Tugas Latihan:
- 1) Dalam berita penggeledahan KPK di Pamekasan, siapa yang memberikan keterangan saat dikonfirmasi di Jakarta?
- 2) Salin kata demi kata bagian berita penggeledahan KPK di Pamekasan, mulai dari "Empat lokasi yang" dan berakhir pada "Negeri Kabupaten Pamekasan.".

Teks Sumber:
────────

Jakarta (ANTARA News) - Komisi Pemberantasan Korupsi (KPK) menggeledah di empat lokasi dalam penyidikan tindak pidana korupsi dugaan suap terkait penanganan kasus penyalahgunaan dana desa Dassok yang ditangani Kejari Pamekasan.

"Kasus suap Kajari Pamekasan terkait dengan laporan dugaan korupsi dana desa pada hari ini penyidik menggeledah di empat lokasi secara paralel," kata Pelaksana Harian (Plh.) Kabiro Humas KPK Yuyuk Andriati Iskak saat dikonfirmasi di Jakarta, Jumat.

Empat lokasi yang digeledah KPK itu, antara lain, Kantor Bupati Pamekasan, Rumah Dinas Bupati Pamekasan, Kantor Inspektorat Pemerintah Kabupaten Pamekasan, dan Kantor Kajaksaan Negeri Kabupaten Pamekasan.

────────

Data Tersimpan:

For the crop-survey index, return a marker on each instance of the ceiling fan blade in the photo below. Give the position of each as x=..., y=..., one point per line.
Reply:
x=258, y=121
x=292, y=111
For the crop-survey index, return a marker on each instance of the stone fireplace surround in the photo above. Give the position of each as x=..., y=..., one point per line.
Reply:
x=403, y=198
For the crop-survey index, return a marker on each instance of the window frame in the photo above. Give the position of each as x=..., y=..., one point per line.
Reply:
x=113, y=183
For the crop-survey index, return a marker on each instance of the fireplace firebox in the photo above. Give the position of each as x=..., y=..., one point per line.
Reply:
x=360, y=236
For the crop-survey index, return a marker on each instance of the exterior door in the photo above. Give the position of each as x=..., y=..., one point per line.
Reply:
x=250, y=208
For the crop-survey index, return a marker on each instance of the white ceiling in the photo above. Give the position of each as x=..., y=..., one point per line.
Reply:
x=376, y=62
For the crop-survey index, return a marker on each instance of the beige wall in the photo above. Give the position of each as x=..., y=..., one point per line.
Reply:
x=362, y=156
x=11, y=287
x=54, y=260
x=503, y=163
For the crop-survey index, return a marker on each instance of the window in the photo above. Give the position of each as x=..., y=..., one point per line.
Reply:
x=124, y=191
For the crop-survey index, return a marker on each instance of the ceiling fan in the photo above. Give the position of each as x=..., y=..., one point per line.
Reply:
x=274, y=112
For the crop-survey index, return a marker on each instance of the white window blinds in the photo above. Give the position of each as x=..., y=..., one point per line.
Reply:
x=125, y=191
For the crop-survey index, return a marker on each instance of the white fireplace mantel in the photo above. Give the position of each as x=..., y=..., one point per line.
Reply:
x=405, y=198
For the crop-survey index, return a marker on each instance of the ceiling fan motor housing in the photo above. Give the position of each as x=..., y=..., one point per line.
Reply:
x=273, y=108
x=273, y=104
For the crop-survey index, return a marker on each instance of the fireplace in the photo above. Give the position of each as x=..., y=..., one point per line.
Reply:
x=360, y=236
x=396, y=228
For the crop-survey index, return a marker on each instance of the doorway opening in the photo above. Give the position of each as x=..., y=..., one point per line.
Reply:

────────

Pembahasan Soal:
- 1) Yuyuk Andriati Iskak, Pelaksana Harian (Plh.) Kabiro Humas KPK.

- 2)
Empat lokasi yang digeledah KPK itu, antara lain, Kantor Bupati Pamekasan, Rumah Dinas Bupati Pamekasan, Kantor Inspektorat Pemerintah Kabupaten Pamekasan, dan Kantor Kajaksaan Negeri Kabupaten Pamekasan.